■ Task directions: Please extend the article on Jupyter notebooks in Terra, writing on from its final sentence.

■ Quoted passage:
BEGIN

Jupyter notebooks are an open-source analysis environment where you can visualize and analyze data in real time to gain insight into study data. Import data including processed genomics, phenotype and transcriptomics data stored in the cloud and analyze with custom or pre-built libraries using R or Python. Terra uses an integrated, open-source Jupyter Notebooks environment to streamline sharing and collaborating, and enable reproducibility.
This article covers the following topics:
If you're completely new to Jupyter notebooks, check out the Jupyter 101 primer workspace. The notebook in this workspace explains:
- Why notebooks are used in biomedical research
- The relationship between the notebook and the workspace
- Jupyter Notebook basics: How to use a notebook, install packages, and import modules
- What are common libraries in data analysis and popular tutorial notebooks
If you are already familiar with Jupyter notebooks, check out the notebooks in the Terra Notebooks Playgound, which contains a set of Jupyter Notebooks that allow users to play with this functionality. These include both R and Python Setup notebooks, and template notebooks for accessing and analyzing data.
1. Jupyter notebooks
Shareable, web-based Jupyter notebooks contain code cells interspersed with rich text commentary in markdown cells. Markdown is a text formatting language; adding documentation ensures that collaborators understand each step. Any analysis that can be done with Python or R code can be transferred to an interactive notebook. The combination of code and documentation makes Jupyter notebooks ideal for both collaboration and reproducibility.
Find a notebook in a public workspace you'd like to play around with? Clone yourself a copy. Need to develop/refine an analysis in tandem with distant collaborators? You can invite them to your workspace, and work directly in the same notebook with them.

END

Collection entries
BEGIN

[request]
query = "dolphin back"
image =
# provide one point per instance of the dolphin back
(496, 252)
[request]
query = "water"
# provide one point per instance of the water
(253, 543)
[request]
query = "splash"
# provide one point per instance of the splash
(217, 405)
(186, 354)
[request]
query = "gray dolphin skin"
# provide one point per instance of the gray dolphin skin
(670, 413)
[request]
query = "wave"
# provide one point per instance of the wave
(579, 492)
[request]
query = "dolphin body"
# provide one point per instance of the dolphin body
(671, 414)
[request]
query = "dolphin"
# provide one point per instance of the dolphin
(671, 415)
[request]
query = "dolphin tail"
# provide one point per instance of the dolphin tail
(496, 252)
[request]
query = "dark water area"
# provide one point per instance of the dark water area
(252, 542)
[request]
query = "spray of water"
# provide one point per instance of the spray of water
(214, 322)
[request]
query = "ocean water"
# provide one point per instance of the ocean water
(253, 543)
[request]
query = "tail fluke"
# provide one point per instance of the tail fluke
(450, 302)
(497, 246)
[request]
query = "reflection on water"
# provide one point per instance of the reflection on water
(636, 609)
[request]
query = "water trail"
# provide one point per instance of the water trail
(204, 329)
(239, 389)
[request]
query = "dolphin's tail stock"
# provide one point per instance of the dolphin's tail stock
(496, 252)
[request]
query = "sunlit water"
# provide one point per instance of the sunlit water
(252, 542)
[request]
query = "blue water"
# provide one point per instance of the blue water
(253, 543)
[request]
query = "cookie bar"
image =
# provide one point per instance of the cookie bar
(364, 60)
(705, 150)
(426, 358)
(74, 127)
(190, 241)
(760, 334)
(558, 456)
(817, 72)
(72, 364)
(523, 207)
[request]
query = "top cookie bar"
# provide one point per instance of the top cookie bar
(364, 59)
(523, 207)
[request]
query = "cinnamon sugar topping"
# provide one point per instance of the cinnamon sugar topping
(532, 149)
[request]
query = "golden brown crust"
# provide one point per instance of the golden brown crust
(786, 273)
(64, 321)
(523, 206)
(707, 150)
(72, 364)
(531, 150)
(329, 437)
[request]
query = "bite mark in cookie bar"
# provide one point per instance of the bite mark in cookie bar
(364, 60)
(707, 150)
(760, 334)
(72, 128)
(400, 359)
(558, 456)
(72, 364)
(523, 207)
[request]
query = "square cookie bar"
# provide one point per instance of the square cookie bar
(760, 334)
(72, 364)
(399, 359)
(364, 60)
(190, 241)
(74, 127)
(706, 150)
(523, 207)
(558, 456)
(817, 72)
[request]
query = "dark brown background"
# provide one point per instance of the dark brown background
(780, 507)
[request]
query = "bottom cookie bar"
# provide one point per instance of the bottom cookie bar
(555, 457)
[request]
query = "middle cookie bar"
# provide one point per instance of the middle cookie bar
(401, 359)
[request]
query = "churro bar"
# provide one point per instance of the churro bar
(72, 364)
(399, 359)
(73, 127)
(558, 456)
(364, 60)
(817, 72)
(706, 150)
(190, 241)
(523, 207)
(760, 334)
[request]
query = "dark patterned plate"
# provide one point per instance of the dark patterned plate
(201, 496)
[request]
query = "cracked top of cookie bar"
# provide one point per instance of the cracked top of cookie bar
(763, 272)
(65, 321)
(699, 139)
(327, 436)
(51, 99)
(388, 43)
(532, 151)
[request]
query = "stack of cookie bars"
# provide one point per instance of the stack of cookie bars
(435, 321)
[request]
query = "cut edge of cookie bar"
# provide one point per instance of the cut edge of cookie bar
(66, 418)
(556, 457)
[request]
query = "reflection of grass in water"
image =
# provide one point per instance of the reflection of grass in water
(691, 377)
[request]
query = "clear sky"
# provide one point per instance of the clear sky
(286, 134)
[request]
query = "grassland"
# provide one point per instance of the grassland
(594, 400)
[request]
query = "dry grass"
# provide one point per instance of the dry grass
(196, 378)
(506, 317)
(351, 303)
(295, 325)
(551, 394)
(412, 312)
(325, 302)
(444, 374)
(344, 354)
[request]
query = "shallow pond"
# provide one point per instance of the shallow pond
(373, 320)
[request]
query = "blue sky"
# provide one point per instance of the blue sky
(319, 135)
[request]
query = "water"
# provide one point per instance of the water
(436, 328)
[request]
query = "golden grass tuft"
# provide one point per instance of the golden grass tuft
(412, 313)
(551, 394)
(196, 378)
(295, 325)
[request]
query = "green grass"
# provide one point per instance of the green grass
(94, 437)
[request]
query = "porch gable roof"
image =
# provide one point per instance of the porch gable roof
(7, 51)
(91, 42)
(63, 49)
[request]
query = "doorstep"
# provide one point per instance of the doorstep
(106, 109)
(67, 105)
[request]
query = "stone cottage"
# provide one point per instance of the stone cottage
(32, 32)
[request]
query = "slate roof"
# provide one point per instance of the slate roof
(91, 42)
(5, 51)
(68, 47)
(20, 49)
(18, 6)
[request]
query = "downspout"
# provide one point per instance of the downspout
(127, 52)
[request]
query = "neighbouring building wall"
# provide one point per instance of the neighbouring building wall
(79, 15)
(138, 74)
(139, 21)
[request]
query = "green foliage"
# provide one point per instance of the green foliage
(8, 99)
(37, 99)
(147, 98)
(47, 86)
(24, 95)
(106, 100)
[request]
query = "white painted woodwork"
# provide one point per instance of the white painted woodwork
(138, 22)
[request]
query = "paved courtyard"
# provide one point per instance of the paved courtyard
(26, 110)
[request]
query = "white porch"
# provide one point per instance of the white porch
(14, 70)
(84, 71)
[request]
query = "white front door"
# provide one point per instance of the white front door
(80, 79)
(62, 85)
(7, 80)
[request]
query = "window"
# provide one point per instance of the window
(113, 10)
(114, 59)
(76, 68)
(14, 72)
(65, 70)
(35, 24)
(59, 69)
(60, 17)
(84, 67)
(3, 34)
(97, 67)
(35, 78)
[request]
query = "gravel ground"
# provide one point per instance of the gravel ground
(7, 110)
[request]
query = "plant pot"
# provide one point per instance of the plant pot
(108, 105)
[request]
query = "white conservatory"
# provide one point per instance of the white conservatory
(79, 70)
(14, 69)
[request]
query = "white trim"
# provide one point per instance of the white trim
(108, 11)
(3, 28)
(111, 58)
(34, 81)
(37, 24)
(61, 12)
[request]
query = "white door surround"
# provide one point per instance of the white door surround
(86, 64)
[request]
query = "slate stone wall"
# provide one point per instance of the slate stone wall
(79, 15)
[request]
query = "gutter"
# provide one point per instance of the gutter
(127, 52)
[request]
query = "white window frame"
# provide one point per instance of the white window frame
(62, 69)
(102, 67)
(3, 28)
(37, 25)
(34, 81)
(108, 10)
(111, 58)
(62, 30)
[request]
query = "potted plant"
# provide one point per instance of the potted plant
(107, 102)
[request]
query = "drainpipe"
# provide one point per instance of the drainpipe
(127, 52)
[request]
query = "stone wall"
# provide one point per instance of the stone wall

END

■ Reply:
2. Five ways to create/copy/open a notebook on Terra
2.1 Click on a notebook in one of your workspaces
Be very careful when choosing this type of interaction in a shared workspace. If someone has shared a master version of a notebook with you, changes you make to the code will be saved in the master copy.
2.2. Clone a workspace that contains a notebook you'd like to explore
Cloning a workspace will automatically create copies of all of the notebooks contained within that workspace, allowing users to quickly duplicate code and tools in a secure sand box for their own use.
2.3. Clone an individual notebook to your own workspace
This is especially useful for notebooks in public workspaces that contain large amounts of sample notebooks, of which a limited amount may be useful to any given project.
2.4. Create a new notebook from scratch
2.5. Upload a ready-made notebook
This is similar to creating a new notebook, you only have to make sure that what you are uploading is a JSON file format saved with the
3. Running a cell
Cells are the building blocks of a notebook. Each cell has a "cell type" (Code/Markdown/Raw NBConvert) that determines how the cluster will interpret the instructions in the cell.
The cell type can be seen or changed either in the Cell>Cell Type drop down menu, or on the right of the toolbar of function shortcuts located just below the menu bar:
To run a cell, either click the 'Run' button in the shortcut toolbar, or press
Enter, or select the appropriate command from the Cell dropdown menu:
To edit the content of a cell, double click on the cell you wish to edit.
3.1. Markdown Cells
The clip below shows an example of editing a Markdown-type cell. Markdown is a lightweight plain text formatting language. The syntax controls things like bold/italic text, header size, section enumeration, etc. Running a Markdown cell will cause the cluster to interpret only the Markdown-based syntax in the cell (running a Markdown-type cell that contains, for example, Python code, will result in that Python code simply being reproduced as plain text - Markdown cells do not interpret the code of the selected kernel).
The clip below shows two examples of Markdown syntax:
- Italicizing using a single asterisk on either side (*italics* => italics)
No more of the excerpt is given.